▼▼▼

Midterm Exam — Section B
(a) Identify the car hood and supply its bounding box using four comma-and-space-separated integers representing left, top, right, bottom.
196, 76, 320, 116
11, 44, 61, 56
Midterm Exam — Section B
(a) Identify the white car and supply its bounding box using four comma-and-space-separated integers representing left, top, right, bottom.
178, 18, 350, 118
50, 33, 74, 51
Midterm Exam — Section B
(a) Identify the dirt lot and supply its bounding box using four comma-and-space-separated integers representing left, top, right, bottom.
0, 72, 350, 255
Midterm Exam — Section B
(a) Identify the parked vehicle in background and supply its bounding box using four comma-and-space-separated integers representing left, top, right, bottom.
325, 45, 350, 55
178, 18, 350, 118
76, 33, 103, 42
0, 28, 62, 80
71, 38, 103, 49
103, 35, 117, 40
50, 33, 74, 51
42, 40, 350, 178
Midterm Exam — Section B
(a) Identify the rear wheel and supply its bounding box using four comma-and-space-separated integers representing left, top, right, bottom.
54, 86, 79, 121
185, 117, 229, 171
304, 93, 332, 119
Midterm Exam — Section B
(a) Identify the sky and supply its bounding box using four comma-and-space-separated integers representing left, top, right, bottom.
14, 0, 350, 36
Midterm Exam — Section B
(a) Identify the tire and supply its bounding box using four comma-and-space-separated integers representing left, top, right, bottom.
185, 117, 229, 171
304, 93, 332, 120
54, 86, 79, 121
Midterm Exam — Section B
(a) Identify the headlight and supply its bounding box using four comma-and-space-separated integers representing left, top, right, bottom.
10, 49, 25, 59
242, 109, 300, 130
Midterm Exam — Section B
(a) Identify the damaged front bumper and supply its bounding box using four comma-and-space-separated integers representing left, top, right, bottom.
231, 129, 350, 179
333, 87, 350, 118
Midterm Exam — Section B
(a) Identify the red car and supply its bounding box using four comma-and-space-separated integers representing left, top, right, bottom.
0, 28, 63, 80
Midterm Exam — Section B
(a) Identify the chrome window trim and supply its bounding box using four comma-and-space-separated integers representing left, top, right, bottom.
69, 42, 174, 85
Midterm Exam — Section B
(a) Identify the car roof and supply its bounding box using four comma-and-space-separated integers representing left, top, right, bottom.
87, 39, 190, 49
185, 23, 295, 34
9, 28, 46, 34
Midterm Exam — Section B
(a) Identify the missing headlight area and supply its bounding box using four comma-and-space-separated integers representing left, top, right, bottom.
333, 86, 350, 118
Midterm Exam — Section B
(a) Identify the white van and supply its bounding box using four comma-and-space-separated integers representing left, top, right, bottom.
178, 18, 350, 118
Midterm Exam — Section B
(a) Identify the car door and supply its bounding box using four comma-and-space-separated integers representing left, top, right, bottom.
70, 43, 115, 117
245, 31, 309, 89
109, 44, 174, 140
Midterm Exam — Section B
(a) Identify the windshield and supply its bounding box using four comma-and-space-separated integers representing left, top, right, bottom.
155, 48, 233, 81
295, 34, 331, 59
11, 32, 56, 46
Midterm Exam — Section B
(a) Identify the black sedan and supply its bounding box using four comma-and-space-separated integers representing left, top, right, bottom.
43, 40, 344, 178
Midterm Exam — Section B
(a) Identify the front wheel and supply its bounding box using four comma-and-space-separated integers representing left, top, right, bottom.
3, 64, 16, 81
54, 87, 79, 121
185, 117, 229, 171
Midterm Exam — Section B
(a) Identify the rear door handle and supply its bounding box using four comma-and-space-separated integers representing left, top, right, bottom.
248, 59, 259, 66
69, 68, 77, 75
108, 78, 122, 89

▲▲▲
▼▼▼

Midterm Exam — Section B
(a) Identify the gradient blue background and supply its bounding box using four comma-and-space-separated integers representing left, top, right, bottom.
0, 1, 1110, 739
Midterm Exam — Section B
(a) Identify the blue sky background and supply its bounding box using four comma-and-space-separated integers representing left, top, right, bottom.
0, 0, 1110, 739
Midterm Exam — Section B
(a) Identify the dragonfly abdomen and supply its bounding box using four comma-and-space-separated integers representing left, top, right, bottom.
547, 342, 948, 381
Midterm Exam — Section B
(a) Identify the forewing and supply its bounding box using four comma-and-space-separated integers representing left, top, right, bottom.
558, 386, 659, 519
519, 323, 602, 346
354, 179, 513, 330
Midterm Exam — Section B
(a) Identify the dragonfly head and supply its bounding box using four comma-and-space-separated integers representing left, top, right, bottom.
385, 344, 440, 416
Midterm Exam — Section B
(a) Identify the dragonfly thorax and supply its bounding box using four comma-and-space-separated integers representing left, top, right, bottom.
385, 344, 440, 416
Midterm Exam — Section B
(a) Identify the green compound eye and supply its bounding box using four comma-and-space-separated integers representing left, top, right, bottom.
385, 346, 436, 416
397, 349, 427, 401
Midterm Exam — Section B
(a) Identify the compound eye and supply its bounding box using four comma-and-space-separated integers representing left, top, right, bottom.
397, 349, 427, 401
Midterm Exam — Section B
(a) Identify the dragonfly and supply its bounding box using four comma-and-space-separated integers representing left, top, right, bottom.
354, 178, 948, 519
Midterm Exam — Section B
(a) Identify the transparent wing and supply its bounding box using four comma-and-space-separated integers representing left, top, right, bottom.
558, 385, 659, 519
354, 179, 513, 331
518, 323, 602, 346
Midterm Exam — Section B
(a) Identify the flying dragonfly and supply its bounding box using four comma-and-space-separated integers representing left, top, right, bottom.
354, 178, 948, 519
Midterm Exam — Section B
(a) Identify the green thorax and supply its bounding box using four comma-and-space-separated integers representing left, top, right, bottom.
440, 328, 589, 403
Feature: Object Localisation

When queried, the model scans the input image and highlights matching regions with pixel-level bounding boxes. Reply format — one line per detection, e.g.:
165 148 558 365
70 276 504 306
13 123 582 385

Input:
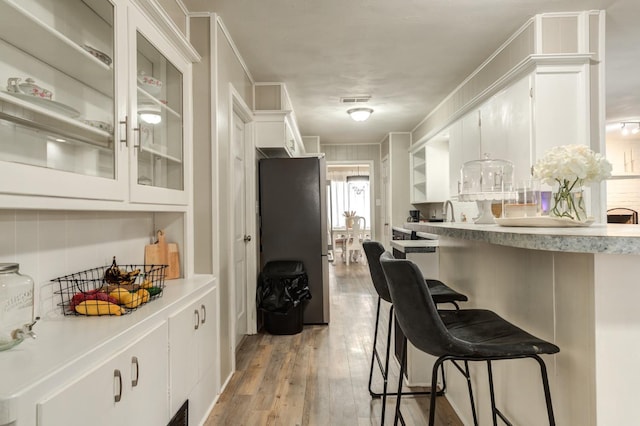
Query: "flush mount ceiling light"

▲▲▲
▼▼▼

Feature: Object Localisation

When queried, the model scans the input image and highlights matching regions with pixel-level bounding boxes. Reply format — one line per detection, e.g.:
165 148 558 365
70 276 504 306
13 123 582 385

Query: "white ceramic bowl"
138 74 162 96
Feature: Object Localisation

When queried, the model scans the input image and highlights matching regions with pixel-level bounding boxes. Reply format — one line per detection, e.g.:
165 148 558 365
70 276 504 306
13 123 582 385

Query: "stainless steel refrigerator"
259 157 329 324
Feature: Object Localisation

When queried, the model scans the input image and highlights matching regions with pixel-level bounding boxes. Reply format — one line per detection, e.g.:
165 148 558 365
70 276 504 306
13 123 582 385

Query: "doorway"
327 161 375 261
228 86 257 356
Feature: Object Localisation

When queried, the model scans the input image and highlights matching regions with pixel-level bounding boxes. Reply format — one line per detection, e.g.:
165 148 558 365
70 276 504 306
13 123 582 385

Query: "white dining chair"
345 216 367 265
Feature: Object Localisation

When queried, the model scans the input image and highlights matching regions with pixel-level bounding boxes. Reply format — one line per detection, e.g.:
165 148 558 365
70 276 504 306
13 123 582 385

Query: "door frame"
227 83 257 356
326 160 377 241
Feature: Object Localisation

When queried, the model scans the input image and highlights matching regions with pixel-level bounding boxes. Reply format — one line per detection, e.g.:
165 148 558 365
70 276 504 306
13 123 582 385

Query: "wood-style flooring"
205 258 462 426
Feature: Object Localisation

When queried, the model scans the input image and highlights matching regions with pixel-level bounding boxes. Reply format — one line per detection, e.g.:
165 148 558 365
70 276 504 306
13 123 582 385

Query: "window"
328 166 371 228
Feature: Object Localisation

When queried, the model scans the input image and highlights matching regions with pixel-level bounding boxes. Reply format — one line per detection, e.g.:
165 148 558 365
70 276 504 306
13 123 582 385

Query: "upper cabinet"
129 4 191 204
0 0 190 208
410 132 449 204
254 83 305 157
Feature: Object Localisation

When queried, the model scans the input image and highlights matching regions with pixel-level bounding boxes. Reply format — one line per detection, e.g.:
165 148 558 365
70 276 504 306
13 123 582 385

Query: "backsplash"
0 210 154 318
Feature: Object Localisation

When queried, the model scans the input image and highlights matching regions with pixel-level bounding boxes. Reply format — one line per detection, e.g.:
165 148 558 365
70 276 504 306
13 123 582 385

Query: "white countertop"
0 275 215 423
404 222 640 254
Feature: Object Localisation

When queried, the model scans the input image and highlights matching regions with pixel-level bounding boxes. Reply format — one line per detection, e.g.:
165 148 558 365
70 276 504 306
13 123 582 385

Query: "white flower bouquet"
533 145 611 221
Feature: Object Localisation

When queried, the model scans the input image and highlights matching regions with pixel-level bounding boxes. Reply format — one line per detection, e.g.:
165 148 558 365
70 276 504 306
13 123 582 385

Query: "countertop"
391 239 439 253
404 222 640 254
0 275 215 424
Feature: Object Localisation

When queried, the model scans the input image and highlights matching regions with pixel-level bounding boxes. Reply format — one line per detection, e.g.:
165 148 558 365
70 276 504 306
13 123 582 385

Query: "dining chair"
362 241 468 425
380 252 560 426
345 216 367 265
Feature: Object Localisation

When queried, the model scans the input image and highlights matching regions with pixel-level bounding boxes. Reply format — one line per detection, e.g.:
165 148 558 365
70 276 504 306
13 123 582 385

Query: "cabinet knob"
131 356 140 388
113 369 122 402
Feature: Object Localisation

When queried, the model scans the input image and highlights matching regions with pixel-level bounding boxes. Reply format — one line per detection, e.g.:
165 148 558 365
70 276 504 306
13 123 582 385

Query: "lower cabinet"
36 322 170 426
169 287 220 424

▲▲▲

- GIVEN INSTRUCTION -
Pull out every line of the rows above that contains the string "rear", matching case exactly.

- OUTPUT BELOW -
(a) Identify the rear wheel and supply its bounding box using four comma-and-space-separated integers representing left, top, right, bottom.
(a) Identify the rear door handle and supply its bounding box using four comma-and-space-separated integers representing left, top, right, bottom.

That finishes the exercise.